## Extrait à lire
============

Dossier

''De merveilleux outils permettent d'entrer dans une nouvelle aventure entrepreneuriale''

10 février 2021
Par : Sophie KOMAROFF

Fondée en 1882, la boutique spécialiste du cristal Vessière Cristaux basée à Baccarat a trouvé un second souffle en digitalisant son offre en 2015. Elle livre désormais des clients dans une quarantaine de pays. Explications avec Michaël Descoust, responsable de la relation client et de l’e-commerce chez Vessière Cristaux.

Offrir International :  Quand avez-vous commencé à digitaliser votre point de vente ? Par quoi avez-vous commencé ? Quels étaient alors vos objectifs ? 

 Michaël Descoust :  Nous avons commencé notre digitalisation il y a 5 ans. J’étais encore étudiant en 3e année de licence d’économie. Ce challenge était particulièrement stimulant ! Nous avons lancé notre site e-commerce avec la volonté d’offrir un véritable tour du monde de l’art verrier, tout en gardant un service client de grande qualité, l’ADN de notre maison familiale. Notre force est de proposer les produits des plus illustres cristalleries, mais aussi ceux de petits artisans verriers lorrains, en passant par les verres de Murano et de Bohême, sans oublier les productions mécaniques allemandes. 

Notre objectif premier était de compenser la perte de chiffre d’affaires occasionnée par le point de vente physique. L’enjeu était donc de première importance, la survie de l’entreprise en dépendait. À l’époque, je n’y connaissais absolument rien à l’univers du webmarketing. Et c’est souvent un frein à la digitalisation. Les petits commerçants n’osent pas se lancer car ils pensent que ce n’est pas pour eux ! Mais c’est totalement faux : on découvre un nouvel univers et la possibilité de toucher des milliers de clients à travers le monde. De merveilleux outils permettent de se réinventer, d’entrer dans une nouvelle aventure entrepreneuriale. Cela nécessite simplement de la volonté et de l’organisation. 

Un de mes rêves d’enfance était de voir l’entreprise familiale prospérer. Je ne pouvais ressentir qu’un pincement au cœur en voyant l’activité décroître et le centre-ville se vider en l’espace de quelques années. Je voulais rendre fiers mes ancêtres, je suis la 5e génération de l’entreprise et j’avais ce devoir de poursuivre l’aventure. Il fallait réagir au plus vite et revoir la stratégie. Aujourd’hui, j’ai réalisé l’un de mes rêves, et c’est fabuleux !


Quels investissements (temps, budget, formation) cette démarche a-t-elle requis ?

============

## Consigne 1
Réécrivez le passage de l'entretien allant de « Notre objectif premier » jusqu'à « et de l’organisation. », en mettant « marketing en ligne » à la place de « webmarketing ».
## Consigne 2
D'après l'entretien, en quelle année la boutique Vessière Cristaux a-t-elle été fondée ?

## Données fournies

============

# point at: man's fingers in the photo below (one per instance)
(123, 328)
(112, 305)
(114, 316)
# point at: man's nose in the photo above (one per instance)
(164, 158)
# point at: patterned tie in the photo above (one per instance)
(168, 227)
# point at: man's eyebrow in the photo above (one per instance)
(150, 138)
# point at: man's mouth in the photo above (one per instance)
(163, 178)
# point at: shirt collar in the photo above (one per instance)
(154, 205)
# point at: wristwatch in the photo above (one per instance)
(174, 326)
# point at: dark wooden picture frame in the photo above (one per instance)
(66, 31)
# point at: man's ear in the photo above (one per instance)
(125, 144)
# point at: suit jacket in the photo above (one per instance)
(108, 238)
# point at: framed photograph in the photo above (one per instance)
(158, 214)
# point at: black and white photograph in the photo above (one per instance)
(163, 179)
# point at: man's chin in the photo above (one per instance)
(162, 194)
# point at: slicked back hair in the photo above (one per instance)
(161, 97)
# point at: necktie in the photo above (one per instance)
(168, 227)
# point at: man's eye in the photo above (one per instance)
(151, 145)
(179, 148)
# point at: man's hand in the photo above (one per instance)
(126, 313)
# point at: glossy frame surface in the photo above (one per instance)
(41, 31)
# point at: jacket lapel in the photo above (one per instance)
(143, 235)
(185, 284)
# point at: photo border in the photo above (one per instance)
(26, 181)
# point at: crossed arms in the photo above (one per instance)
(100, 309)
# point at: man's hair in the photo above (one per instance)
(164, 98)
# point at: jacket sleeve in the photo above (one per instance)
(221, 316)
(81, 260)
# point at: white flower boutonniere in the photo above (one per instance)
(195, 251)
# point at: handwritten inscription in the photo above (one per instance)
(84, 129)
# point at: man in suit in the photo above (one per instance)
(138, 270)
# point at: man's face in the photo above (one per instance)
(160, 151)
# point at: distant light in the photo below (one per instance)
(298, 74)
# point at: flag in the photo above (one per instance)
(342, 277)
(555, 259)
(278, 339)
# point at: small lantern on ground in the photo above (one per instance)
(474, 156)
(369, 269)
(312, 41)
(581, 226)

============

## Corrigé 1
Notre objectif premier était de compenser la perte de chiffre d’affaires occasionnée par le point de vente physique. L’enjeu était donc de première importance, la survie de l’entreprise en dépendait. À l’époque, je n’y connaissais absolument rien à l’univers du marketing en ligne. Et c’est souvent un frein à la digitalisation. Les petits commerçants n’osent pas se lancer car ils pensent que ce n’est pas pour eux ! Mais c’est totalement faux : on découvre un nouvel univers et la possibilité de toucher des milliers de clients à travers le monde. De merveilleux outils permettent de se réinventer, d’entrer dans une nouvelle aventure entrepreneuriale. Cela nécessite simplement de la volonté et de l’organisation.

## Corrigé 2
En 1882.